* **SUPPLIED MATERIAL**:

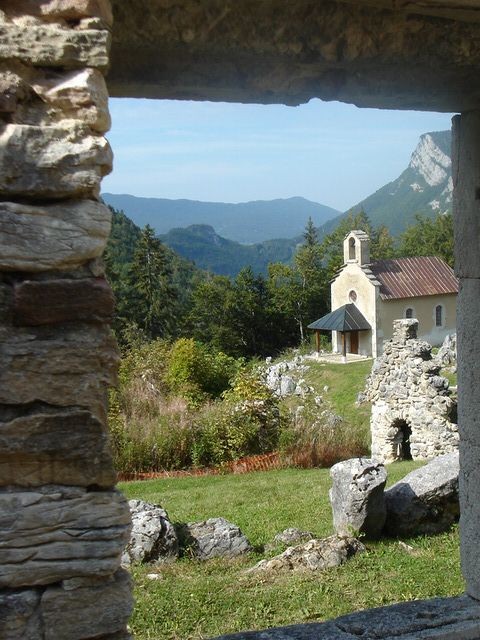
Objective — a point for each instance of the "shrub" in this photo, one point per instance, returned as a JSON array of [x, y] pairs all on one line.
[[197, 372]]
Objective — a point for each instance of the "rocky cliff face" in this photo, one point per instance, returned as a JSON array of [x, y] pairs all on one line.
[[424, 187]]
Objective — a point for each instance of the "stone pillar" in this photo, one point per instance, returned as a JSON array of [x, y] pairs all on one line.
[[62, 523], [466, 206]]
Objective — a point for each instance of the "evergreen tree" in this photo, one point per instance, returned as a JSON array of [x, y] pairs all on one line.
[[151, 279], [429, 237]]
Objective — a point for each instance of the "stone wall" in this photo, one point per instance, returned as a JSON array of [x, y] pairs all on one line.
[[62, 523], [411, 406]]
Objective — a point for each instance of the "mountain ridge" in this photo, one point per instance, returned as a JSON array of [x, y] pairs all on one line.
[[245, 222]]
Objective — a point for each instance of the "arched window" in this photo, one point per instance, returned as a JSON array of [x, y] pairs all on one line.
[[438, 315], [351, 249]]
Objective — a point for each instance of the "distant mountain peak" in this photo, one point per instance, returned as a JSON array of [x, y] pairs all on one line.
[[430, 162]]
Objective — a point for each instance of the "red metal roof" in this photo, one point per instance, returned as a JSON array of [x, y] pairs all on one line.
[[413, 277]]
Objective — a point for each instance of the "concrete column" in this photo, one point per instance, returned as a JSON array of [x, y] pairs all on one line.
[[466, 207], [62, 523]]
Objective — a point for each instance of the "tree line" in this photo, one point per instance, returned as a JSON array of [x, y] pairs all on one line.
[[161, 295]]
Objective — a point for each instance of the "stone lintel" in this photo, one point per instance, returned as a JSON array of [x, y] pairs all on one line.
[[60, 9], [54, 301], [437, 619], [290, 52], [51, 45]]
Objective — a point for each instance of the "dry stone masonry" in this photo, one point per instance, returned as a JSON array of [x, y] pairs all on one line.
[[62, 523], [411, 406]]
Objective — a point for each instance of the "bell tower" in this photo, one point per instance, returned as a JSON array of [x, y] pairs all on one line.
[[356, 247]]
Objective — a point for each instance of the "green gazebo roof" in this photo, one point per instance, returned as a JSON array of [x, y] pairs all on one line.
[[346, 318]]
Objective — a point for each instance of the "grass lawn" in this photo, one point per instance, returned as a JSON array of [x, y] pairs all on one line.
[[194, 600]]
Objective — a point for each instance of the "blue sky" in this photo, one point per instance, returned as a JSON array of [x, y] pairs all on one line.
[[329, 152]]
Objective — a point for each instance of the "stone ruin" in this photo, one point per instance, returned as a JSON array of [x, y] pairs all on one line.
[[63, 524], [412, 411]]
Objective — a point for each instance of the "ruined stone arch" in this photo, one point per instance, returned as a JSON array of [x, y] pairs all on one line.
[[57, 359]]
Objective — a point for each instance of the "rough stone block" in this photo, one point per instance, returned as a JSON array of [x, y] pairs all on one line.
[[53, 301], [51, 45], [469, 484], [52, 162], [357, 497], [59, 236], [468, 347], [153, 537], [425, 500], [64, 9], [314, 555], [76, 95], [20, 615], [88, 612], [47, 445], [56, 532], [466, 193], [73, 366]]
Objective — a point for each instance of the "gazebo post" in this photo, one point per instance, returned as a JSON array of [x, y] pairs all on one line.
[[344, 347], [317, 340]]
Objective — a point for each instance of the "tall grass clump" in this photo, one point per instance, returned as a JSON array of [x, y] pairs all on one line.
[[181, 405], [316, 437]]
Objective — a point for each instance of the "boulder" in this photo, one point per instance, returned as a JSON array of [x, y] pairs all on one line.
[[293, 535], [426, 500], [213, 538], [314, 555], [357, 497], [153, 536], [447, 354]]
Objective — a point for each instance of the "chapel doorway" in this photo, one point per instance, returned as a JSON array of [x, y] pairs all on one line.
[[354, 342], [402, 440]]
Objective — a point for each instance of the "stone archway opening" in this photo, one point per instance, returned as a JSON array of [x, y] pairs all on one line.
[[402, 440]]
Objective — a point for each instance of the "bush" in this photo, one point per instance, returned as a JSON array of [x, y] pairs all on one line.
[[197, 372]]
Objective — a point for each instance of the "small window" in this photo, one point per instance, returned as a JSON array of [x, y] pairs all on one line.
[[438, 315], [351, 249]]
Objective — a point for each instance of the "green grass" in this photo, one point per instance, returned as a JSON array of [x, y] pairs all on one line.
[[344, 382], [194, 600]]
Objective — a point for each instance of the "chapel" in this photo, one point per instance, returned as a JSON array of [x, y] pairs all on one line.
[[366, 298]]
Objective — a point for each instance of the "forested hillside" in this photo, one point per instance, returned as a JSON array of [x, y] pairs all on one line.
[[162, 295]]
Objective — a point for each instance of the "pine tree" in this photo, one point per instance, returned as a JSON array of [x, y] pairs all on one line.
[[151, 278]]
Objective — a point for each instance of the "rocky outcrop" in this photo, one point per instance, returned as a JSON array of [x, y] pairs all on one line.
[[284, 378], [213, 538], [447, 354], [153, 537], [411, 404], [357, 497], [62, 525], [426, 500], [292, 535], [314, 555]]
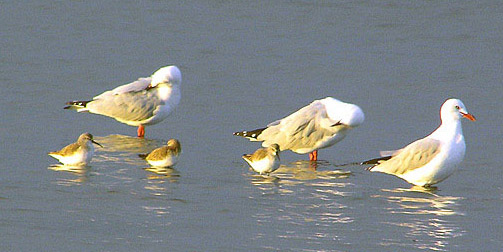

* **DO THIS**: Can you copy out all of the records above word for word, omitting the pictures?

* **RESPONSE BELOW**:
Objective — a point for each instance of the "shrub" in this photo, one point per instance, returned as a JSON array of [x, y] pairs all on one line.
[[197, 372]]
Objective — a point for each instance of the "rocky cliff face" in this photo, one point per instance, returned as a JSON array of [x, y] pairs all on one line.
[[424, 187]]
Objective — a point for each instance of the "stone pillar" in this photo, one point per instance, returned as a JSON array of [x, y] pairs all on one line.
[[62, 523], [466, 206]]
Objective — a point for each instance of the "evergreen tree" in this photo, one point per instance, returned as a JSON array of [x, y] pairs all on one line.
[[151, 279], [429, 237]]
Objective — a point for each instance of the "stone wall" in this photo, one point per instance, returned as a JSON array of [x, y] pairs all on one line.
[[62, 523], [411, 406]]
Objective — a point for each instance of the "mountain ridge" in this photo, one point per instance, returned as a JSON array of [x, y] pairs all on one line.
[[245, 222]]
Objective — a point for each instance of the "arched window" in this photo, one point per instance, returned as a JSON array of [x, y] pairs all on one line.
[[438, 315], [351, 249]]
Objective — a point for each instance of the "distant mountain peak" in this photo, one point per instance, returned as a JSON array of [x, y] pairs all on one line.
[[430, 162]]
Objective — a point for each instance of the "red metal roof" in this photo, one point per instance, returned as a JSON array of [x, y] pairs all on one line.
[[413, 277]]
Objective — a point for each instance of the "concrete column" in this photo, one point per instance, returned as a JSON array of [x, y] pairs all on one line.
[[466, 207], [62, 523]]
Objective — a point for each instance of the "tree line" in this photo, one point per instance, returned as a JSON array of [x, y] pairs all on one line.
[[161, 295]]
Objective — a point for each instance of the "stone lintel" in this photo, one point per instance, returned as a JSON array of [x, y] pairs all on one line.
[[60, 9], [54, 301], [437, 619], [290, 52], [51, 45]]
Objective — a point for each instance of the "dry stone masonry" in this photo, one point per instance, returned as a JSON array of [x, y] pairs all on one line.
[[62, 523], [411, 406]]
Objective — a point for each instance of the "bell tower" in this photo, one point per instance, returned as a JSON array of [x, y] pairs all on one line.
[[356, 247]]
Objective — a point for each instance of the "green gazebo roof" in this photo, one point per instance, returned as a JSON array of [x, y] pairs all on one line.
[[346, 318]]
Objective — a point for each instance of the "grass lawn" in this photo, one point per instance, returned as a JSON array of [x, y] pairs all on one line.
[[194, 600]]
Objective — a point for each instance of the "blue sky" in this photo, one point per instance, returned as a JSON array of [x, y] pairs all on one line.
[[329, 152]]
Objective — a point for each instance of the "stone ruin" in this photo, one point per instance, returned as a JSON array of [x, y] pairs all on one line.
[[63, 524], [412, 411]]
Objective — a point for each instance of the "ruined stone arch" in this photo, one point per instance, returned as a JSON array of [x, y] pairs all on one line.
[[57, 359]]
Objective — a point for each instance of the "rough stone block" in this photo, one point per instance, returned as a JSON array of [x, y] pairs all on one line.
[[53, 301], [51, 45], [469, 484], [52, 162], [357, 497], [59, 236], [468, 347], [153, 537], [425, 500], [64, 9], [314, 555], [76, 95], [20, 615], [88, 612], [47, 445], [56, 532], [466, 193], [73, 366]]
Objective — a point for each instance of the "gazebo post" in this photo, one point per instance, returned as a JSON array of [x, y] pairs all on one line.
[[344, 347], [317, 340]]
Objective — a point for each instance of the "tall grass clump" in this photo, one point per instance, returned as a JSON array of [x, y] pairs all on one line.
[[181, 405], [316, 437]]
Objective — a point for each instance of the "boulder" in this photo, one point per instance, returned as a JSON array of [x, y] pairs all on one line.
[[293, 535], [426, 500], [213, 538], [314, 555], [357, 497], [153, 536], [447, 354]]
Objective — a point for each instance of the "chapel doorway" in this photo, one point per instance, returned as a JSON array of [x, y] pairs all on one line.
[[354, 342], [402, 440]]
Objective — a point for each instance of the "stone archway opening" in this photo, one point per instance, returned as a JSON array of [x, y] pairs all on one line.
[[402, 440]]
Objective — a point for each instance of the "bush" in this photo, one point per instance, returned as a JSON array of [x, y] pairs all on one line.
[[197, 372]]
Objective — a point for each instance of the "small window" in this photo, one point per instance, returned as a JSON array of [x, y] pairs all on one line.
[[438, 315], [351, 249]]
Objective — a point for each instance of the "green grass" in this photo, one point per instance, returned as a JSON array of [x, y] pairs all on one line.
[[344, 382], [194, 600]]
Objective — a point for each instance of the "chapel" in this photo, one point per instance, returned as a JSON array of [x, y] pairs all on one line.
[[366, 298]]
Objective — a point for each instance of the "forested hillside" in this photo, one point per instance, returned as a JSON array of [x, y] pairs all on one line.
[[162, 295]]
Objective — a point for each instance of the "pine tree" in this photo, one point per instance, returned as a JSON array of [x, y] pairs all on one line.
[[151, 278]]
Objective — a point for each instance of the "rocky outcrop" in this photo, one point per instance, returned as a JSON array of [x, y] pairs all on one line.
[[284, 378], [213, 538], [447, 354], [153, 537], [411, 404], [357, 497], [62, 525], [426, 500], [292, 535], [314, 555]]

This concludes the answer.